▶ [Task statement] Omit the pictures, then write out every entry exactly as it reads.

START Provided data

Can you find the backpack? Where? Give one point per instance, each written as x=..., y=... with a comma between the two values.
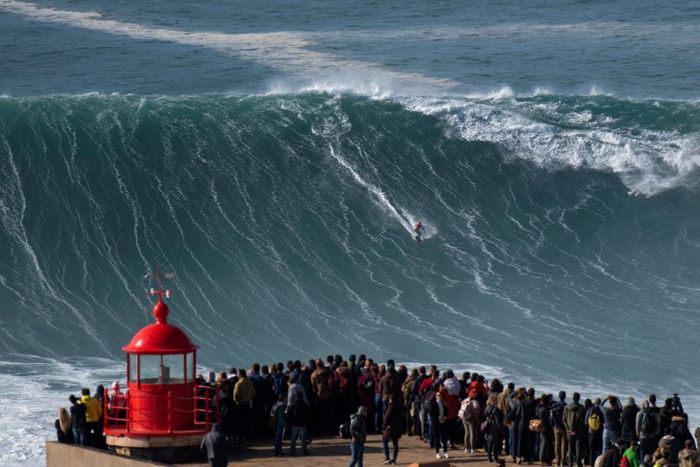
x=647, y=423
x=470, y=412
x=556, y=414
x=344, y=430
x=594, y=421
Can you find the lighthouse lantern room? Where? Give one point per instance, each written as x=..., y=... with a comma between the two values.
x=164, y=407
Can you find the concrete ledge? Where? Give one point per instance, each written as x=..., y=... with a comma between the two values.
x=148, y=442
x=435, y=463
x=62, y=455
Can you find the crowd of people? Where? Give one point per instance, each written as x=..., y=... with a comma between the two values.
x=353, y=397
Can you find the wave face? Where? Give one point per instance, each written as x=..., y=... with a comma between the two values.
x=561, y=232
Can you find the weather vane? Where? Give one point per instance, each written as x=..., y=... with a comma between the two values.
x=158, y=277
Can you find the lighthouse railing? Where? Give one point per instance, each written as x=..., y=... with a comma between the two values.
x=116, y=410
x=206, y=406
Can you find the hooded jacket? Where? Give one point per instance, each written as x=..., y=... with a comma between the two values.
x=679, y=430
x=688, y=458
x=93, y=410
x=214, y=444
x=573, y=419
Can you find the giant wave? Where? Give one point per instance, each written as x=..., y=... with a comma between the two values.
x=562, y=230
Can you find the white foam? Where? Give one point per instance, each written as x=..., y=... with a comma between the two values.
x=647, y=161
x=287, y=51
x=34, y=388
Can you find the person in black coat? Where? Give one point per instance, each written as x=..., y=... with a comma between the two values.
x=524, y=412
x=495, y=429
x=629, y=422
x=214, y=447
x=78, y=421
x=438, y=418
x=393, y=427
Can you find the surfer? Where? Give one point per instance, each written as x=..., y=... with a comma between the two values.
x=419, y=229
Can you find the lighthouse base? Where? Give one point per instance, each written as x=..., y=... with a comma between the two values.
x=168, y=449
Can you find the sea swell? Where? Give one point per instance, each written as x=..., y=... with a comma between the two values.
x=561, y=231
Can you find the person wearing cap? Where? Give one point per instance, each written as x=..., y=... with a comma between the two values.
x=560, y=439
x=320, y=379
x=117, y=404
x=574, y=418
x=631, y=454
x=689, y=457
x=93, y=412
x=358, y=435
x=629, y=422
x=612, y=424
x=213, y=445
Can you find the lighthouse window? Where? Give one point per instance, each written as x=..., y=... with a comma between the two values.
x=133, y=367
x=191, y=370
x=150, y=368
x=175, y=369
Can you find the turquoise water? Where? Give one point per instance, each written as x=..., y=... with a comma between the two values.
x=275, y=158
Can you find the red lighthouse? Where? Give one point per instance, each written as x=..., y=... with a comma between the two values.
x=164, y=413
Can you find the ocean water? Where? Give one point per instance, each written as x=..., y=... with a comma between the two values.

END Provided data

▶ [Exercise response]
Can you find the backpack? Where? Give one point per instance, each written as x=..., y=... with a comma between the two values.
x=647, y=423
x=470, y=412
x=556, y=414
x=344, y=430
x=594, y=421
Can you find the lighthouse lantern room? Where? Give one point per instance, each written as x=..., y=... with a comma between the two values.
x=164, y=407
Can you find the concrete ledge? Where? Give one point per instance, each written as x=..., y=... with a comma between the two values.
x=148, y=442
x=435, y=463
x=62, y=455
Can you find the crowd of people? Where? Give one point per instance, each written as x=..., y=... with a comma between the two values.
x=353, y=397
Can you find the wave face? Where? Give one point per instance, each written as x=..., y=... with a comma between the two values.
x=561, y=232
Can you find the weather vane? Where? Give one point per instance, each written as x=..., y=... with a comma between the two values.
x=158, y=277
Can you find the lighthouse railing? Where? Give one point per instance, each written as x=..., y=... with a comma between the two values.
x=116, y=410
x=206, y=406
Can you find the hooded jacket? Where? Give one point per instance, each written as x=..., y=... with a comma between the two values.
x=679, y=430
x=688, y=458
x=93, y=410
x=214, y=444
x=573, y=419
Can you find the giant wave? Where? Give one point per instance, each written as x=..., y=... with a comma between the two values.
x=562, y=230
Can you find the white foam? Where? Give one point per instance, each written as x=..., y=... with a comma between the two values.
x=647, y=161
x=287, y=51
x=34, y=388
Can you find the person in black coat? Where? Give one point per instance, each written as x=..., y=... with a comma between the two values.
x=524, y=412
x=495, y=429
x=629, y=422
x=214, y=447
x=78, y=421
x=438, y=418
x=393, y=427
Can you find the surfer? Where? Give one point per instance, each written as x=..., y=... with a comma between the two values.
x=419, y=229
Can you find the lighthouse base? Where? Give one point per instance, each written as x=..., y=... with a comma between the two values.
x=168, y=449
Can you find the sea swell? Where? Give one point per instance, each written as x=..., y=... with a comma between the two values.
x=561, y=231
Can you find the person wearing cap? Where? Give one point per instance, each written as x=..., y=... with a comma between the two values.
x=560, y=439
x=320, y=379
x=117, y=404
x=574, y=418
x=631, y=454
x=689, y=457
x=93, y=412
x=358, y=435
x=629, y=422
x=612, y=424
x=213, y=445
Can you find the lighthouse window? Where? Give one point per instance, each written as x=..., y=... with a comma between the two values.
x=133, y=367
x=191, y=370
x=150, y=368
x=175, y=369
Can you find the turquoise water? Where? Give one point per instance, each written as x=..., y=... with a comma between the two values.
x=275, y=158
Can you find the red lighthouse? Where? Give one point per instance, each written as x=..., y=... with a comma between the two values.
x=164, y=413
Can you find the ocean water? Where? Give one point per instance, each written as x=..., y=... with a comma between the two values.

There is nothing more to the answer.